> **Goal**
According to the text about the film The Nile Hilton Incident, whose murder inspired the film's plot?

The Nile Hilton Incident ( Hadith Alnayl Hiylton) is a 2017 Swedish thriller film directed by Tarik Saleh. It was screened in the World Cinema Dramatic Competition section of the 2017 Sundance Film Festival. It was awarded the World Cinema Grand Jury Prize: Dramatic. The film discusses the corruption of Egyptian police before the 25 January Revolution. The plot is inspired by the murder of the Lebanese Arab singer Suzanne Tamim in Dubai in 2008. At the 53rd Guldbagge Awards, the film won five awards, including Best Film.

> **Extracted information**

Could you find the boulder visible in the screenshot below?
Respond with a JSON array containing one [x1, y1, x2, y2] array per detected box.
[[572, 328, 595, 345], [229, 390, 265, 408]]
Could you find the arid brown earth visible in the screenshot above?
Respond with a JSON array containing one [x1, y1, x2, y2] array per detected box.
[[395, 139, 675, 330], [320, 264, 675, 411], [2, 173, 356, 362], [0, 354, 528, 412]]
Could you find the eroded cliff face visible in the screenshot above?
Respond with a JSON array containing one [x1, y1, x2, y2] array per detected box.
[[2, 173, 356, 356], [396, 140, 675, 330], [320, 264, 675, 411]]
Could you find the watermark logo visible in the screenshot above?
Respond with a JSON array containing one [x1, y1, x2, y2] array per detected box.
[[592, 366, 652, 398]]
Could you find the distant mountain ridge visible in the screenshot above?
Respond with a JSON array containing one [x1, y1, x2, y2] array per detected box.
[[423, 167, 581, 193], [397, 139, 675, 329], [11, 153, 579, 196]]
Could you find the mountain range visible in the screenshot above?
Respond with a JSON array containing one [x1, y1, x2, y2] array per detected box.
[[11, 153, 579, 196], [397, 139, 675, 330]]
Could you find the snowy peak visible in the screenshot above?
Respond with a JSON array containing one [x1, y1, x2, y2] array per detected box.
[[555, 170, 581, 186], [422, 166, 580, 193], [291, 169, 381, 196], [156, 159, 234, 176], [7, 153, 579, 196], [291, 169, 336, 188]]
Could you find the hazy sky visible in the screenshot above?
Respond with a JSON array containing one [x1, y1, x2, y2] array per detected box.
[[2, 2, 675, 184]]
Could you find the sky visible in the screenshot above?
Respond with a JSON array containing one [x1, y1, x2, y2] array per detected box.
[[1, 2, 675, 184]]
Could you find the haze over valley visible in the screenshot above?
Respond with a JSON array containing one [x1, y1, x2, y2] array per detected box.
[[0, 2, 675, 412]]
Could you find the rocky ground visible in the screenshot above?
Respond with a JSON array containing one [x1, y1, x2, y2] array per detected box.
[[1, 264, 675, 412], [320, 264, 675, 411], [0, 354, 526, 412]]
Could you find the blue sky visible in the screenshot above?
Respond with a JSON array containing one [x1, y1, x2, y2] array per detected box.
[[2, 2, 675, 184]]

> **Task result**
The murder of the Lebanese Arab singer Suzanne Tamim in Dubai in 2008.